Required actions:
• A. Copy out the passage about collecting worms word for word, from its first sentence to its last.
• B. Render part of the records as a JSON list of strings, one string per line with blank lines omitted, beginning at the line that contains "Can you spot the black eye" and ending with the last line of the records. Leave the pictures out of the list.
>> start Excerpt to read
It had rained all day and as I walked that evening with my wife, I noticed the worms on the road clambering to escape the torrents of water that were flooding their living spaces. Finding a discarded drink cup, I started collecting them for our garden.
Counting them as I went, I was taken back over 40 years to when I was a young teenager who noticed an ad in the local paper. Worms wanted, $15 per 1000. Will pick up. Phone Mike for more details.
My brothers and I called Mike and, getting more information, decided that we would pick worms as we had the perfect worm beds in our barnyard. I remember thinking about the money we were going to make and how we were going to use it to go to the fair that summer.
The worm digging went well. Rob, Paul and I collected and counted worms by the handful. The harvest was plentiful and as the goats and sheep looked on in curiosity, our bucket filled with worms, one thousand, two thousand, three thousand, four thousand, five thousand worms. We were starting to feel rich and, in the summer of 1978, seventy-five dollars split three ways was more than enough money to have a great time at the fair.
>> end Excerpt to read
>> start Data for the task
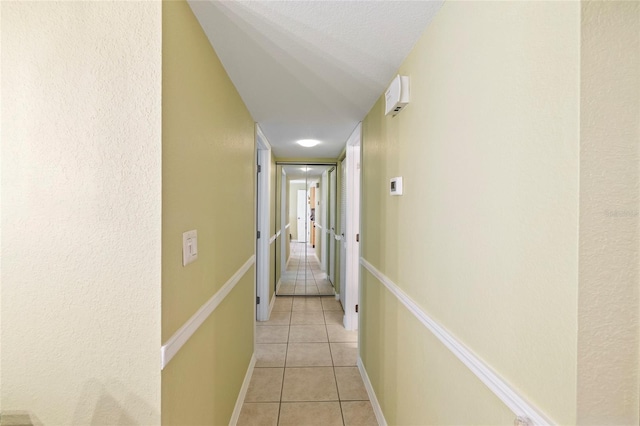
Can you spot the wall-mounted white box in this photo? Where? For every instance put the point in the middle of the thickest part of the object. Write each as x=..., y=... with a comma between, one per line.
x=395, y=186
x=189, y=247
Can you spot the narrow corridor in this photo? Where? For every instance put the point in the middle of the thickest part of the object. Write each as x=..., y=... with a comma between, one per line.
x=306, y=370
x=303, y=274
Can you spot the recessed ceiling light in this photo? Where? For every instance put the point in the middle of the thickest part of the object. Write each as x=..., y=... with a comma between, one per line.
x=308, y=143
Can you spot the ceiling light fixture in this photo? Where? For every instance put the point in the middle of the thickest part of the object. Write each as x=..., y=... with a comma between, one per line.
x=308, y=143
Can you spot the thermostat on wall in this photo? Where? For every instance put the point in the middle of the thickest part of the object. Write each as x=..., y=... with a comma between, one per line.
x=397, y=95
x=395, y=186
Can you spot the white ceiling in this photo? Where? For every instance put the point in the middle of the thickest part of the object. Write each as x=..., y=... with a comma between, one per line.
x=312, y=172
x=312, y=69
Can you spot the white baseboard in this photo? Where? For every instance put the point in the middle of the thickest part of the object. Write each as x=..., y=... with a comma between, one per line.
x=243, y=392
x=377, y=410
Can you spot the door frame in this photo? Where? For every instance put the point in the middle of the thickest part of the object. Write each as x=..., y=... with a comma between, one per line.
x=263, y=220
x=352, y=285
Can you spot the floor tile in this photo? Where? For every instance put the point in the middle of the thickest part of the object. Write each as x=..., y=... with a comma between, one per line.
x=308, y=334
x=307, y=304
x=307, y=318
x=310, y=414
x=331, y=304
x=272, y=334
x=309, y=384
x=334, y=317
x=308, y=355
x=283, y=304
x=259, y=414
x=276, y=318
x=265, y=386
x=358, y=413
x=271, y=355
x=286, y=289
x=350, y=384
x=337, y=333
x=344, y=354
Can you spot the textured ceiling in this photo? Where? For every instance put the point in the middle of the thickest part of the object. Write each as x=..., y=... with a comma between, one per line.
x=305, y=172
x=312, y=69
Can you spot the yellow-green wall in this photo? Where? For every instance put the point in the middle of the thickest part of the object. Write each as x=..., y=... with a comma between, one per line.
x=274, y=271
x=484, y=238
x=208, y=184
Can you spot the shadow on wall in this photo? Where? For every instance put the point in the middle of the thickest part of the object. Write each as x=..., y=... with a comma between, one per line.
x=98, y=406
x=19, y=418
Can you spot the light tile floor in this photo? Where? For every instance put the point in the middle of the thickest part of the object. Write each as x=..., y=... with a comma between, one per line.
x=304, y=275
x=306, y=370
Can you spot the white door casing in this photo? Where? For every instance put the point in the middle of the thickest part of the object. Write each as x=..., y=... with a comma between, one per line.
x=352, y=233
x=263, y=216
x=301, y=214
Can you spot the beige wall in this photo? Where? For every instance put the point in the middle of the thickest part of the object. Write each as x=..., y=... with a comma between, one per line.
x=81, y=208
x=608, y=359
x=485, y=237
x=207, y=140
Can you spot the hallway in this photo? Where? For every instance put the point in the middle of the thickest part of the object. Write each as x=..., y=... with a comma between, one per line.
x=304, y=275
x=306, y=370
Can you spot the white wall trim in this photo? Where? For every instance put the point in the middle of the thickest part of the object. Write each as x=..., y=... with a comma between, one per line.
x=492, y=380
x=180, y=337
x=377, y=410
x=243, y=392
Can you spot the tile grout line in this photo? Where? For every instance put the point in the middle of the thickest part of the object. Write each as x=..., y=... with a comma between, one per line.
x=333, y=364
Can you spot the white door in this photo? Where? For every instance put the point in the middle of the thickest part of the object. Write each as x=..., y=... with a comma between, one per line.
x=302, y=215
x=332, y=226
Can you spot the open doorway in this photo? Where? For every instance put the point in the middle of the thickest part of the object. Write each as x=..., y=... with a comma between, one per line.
x=304, y=214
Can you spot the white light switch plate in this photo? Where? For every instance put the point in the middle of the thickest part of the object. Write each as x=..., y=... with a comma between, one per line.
x=189, y=247
x=395, y=186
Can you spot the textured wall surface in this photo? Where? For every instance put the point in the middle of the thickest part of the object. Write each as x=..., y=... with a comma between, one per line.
x=208, y=184
x=608, y=360
x=81, y=123
x=485, y=236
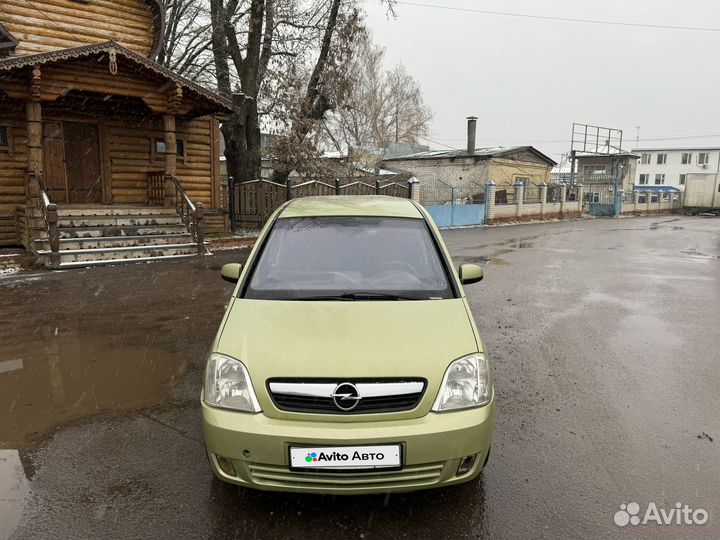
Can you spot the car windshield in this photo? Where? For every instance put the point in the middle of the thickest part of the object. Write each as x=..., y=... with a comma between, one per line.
x=349, y=258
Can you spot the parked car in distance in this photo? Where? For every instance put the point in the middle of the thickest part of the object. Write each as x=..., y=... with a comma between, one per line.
x=348, y=361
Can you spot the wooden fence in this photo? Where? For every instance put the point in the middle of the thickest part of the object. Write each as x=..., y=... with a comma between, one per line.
x=256, y=200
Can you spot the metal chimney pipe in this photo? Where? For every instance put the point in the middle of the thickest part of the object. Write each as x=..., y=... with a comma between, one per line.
x=472, y=129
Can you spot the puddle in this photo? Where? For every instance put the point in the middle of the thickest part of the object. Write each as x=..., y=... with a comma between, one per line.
x=481, y=259
x=44, y=386
x=13, y=490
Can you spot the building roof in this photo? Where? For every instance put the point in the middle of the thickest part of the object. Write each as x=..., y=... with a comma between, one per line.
x=351, y=205
x=607, y=150
x=483, y=153
x=666, y=189
x=685, y=149
x=61, y=55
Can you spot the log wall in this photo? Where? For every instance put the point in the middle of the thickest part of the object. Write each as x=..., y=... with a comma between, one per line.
x=45, y=25
x=13, y=171
x=131, y=158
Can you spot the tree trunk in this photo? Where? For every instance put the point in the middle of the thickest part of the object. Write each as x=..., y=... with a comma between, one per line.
x=316, y=103
x=242, y=131
x=242, y=140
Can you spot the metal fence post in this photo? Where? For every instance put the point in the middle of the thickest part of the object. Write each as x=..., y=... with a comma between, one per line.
x=53, y=260
x=231, y=203
x=489, y=201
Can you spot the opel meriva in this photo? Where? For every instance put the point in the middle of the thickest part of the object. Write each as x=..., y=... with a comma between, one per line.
x=348, y=361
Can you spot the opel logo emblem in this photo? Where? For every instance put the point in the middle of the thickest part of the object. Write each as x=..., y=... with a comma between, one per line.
x=346, y=396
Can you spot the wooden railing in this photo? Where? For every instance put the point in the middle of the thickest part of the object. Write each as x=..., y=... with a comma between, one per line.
x=191, y=214
x=50, y=217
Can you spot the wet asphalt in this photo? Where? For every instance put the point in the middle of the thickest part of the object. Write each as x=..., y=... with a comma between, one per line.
x=605, y=343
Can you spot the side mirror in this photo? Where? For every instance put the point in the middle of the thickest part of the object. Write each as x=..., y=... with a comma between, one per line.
x=231, y=272
x=470, y=273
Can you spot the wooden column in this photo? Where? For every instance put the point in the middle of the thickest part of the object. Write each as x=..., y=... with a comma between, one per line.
x=34, y=124
x=170, y=144
x=170, y=157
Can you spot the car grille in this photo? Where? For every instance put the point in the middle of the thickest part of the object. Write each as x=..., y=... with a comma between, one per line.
x=410, y=477
x=312, y=396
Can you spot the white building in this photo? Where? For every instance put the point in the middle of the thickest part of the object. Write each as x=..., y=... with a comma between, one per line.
x=670, y=166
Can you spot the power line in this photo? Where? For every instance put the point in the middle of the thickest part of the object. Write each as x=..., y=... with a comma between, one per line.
x=644, y=139
x=562, y=19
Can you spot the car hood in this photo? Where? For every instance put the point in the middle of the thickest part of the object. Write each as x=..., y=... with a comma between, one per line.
x=347, y=340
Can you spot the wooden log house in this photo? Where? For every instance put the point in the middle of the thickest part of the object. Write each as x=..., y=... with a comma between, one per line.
x=105, y=155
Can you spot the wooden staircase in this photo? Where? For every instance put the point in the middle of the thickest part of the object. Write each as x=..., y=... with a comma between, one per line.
x=98, y=235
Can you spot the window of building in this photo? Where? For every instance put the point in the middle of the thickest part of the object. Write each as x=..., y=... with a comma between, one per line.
x=6, y=144
x=594, y=169
x=158, y=150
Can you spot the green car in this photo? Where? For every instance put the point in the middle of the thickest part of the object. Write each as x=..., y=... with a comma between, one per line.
x=348, y=361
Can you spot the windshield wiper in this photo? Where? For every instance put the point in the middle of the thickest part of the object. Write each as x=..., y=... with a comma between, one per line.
x=360, y=296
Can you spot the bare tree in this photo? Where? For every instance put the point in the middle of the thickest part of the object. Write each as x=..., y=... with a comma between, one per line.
x=383, y=106
x=187, y=40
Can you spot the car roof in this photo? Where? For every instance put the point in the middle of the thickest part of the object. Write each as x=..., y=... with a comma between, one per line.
x=351, y=205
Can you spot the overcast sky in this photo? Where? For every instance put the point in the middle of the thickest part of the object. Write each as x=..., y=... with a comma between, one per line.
x=528, y=80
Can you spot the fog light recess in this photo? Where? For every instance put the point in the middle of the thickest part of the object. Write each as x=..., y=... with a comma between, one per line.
x=225, y=465
x=466, y=465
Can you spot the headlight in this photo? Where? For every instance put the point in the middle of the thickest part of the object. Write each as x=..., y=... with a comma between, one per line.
x=466, y=384
x=228, y=385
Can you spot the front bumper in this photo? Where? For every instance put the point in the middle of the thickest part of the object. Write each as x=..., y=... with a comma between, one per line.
x=257, y=447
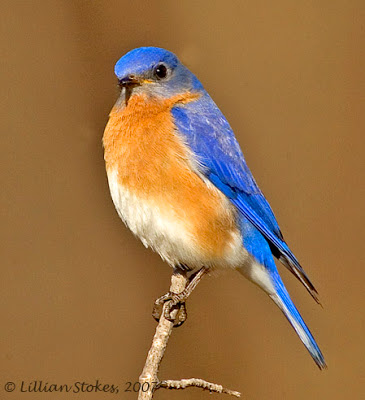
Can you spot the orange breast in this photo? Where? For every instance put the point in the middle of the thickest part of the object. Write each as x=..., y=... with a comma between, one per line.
x=140, y=142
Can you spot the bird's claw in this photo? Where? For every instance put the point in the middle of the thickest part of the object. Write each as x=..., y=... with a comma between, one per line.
x=175, y=301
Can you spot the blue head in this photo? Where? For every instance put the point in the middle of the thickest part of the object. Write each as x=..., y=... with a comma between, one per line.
x=154, y=71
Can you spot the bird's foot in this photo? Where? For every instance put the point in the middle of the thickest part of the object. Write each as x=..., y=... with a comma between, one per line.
x=176, y=301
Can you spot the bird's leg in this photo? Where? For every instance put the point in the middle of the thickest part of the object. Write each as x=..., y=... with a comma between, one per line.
x=177, y=300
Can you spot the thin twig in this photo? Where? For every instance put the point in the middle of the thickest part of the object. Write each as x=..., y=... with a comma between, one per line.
x=184, y=383
x=148, y=380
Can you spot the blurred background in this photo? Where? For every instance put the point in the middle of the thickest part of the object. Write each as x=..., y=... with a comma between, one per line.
x=77, y=288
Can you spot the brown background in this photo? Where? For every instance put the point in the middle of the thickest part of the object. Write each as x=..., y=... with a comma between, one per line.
x=77, y=288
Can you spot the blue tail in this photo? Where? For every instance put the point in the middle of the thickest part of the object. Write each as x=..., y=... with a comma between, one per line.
x=263, y=272
x=284, y=302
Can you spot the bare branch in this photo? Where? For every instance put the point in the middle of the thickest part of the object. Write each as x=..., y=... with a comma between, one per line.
x=184, y=383
x=148, y=380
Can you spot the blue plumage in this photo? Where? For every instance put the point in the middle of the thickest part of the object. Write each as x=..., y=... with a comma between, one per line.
x=207, y=133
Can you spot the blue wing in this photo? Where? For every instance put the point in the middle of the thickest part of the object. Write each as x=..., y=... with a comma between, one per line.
x=209, y=135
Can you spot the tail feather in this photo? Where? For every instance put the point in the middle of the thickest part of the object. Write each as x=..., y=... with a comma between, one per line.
x=284, y=302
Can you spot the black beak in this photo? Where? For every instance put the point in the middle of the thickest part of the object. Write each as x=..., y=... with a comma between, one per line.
x=129, y=83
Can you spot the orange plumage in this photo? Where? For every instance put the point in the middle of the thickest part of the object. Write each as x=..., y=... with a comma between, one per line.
x=153, y=163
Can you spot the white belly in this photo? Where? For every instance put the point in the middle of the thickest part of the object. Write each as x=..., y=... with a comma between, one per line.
x=169, y=236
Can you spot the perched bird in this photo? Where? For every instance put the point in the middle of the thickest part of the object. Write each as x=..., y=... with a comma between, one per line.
x=179, y=181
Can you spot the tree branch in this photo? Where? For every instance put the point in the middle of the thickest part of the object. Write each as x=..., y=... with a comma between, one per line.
x=148, y=380
x=184, y=383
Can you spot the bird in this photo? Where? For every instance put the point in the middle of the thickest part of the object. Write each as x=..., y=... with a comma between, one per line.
x=179, y=181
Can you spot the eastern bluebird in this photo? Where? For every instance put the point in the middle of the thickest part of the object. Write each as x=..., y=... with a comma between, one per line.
x=179, y=181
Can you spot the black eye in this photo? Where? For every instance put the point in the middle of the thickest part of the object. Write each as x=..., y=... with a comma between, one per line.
x=161, y=71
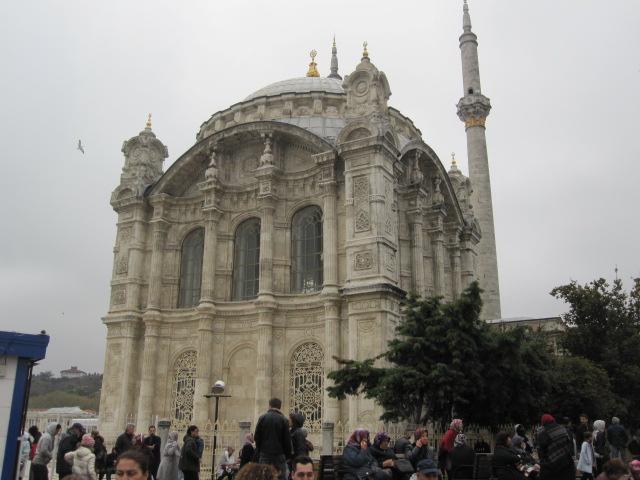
>> end Data for the task
Task-by-task solutions:
• A.
It had rained all day and as I walked that evening with my wife, I noticed the worms on the road clambering to escape the torrents of water that were flooding their living spaces. Finding a discarded drink cup, I started collecting them for our garden.
Counting them as I went, I was taken back over 40 years to when I was a young teenager who noticed an ad in the local paper. Worms wanted, $15 per 1000. Will pick up. Phone Mike for more details.
My brothers and I called Mike and, getting more information, decided that we would pick worms as we had the perfect worm beds in our barnyard. I remember thinking about the money we were going to make and how we were going to use it to go to the fair that summer.
The worm digging went well. Rob, Paul and I collected and counted worms by the handful. The harvest was plentiful and as the goats and sheep looked on in curiosity, our bucket filled with worms, one thousand, two thousand, three thousand, four thousand, five thousand worms. We were starting to feel rich and, in the summer of 1978, seventy-five dollars split three ways was more than enough money to have a great time at the fair.

• B.
[
  "Can you spot the black eye in this photo? Where? For every instance put the point in the middle of the thickest part of the object. Write each as x=..., y=... with a comma between, one per line.",
  "x=161, y=71"
]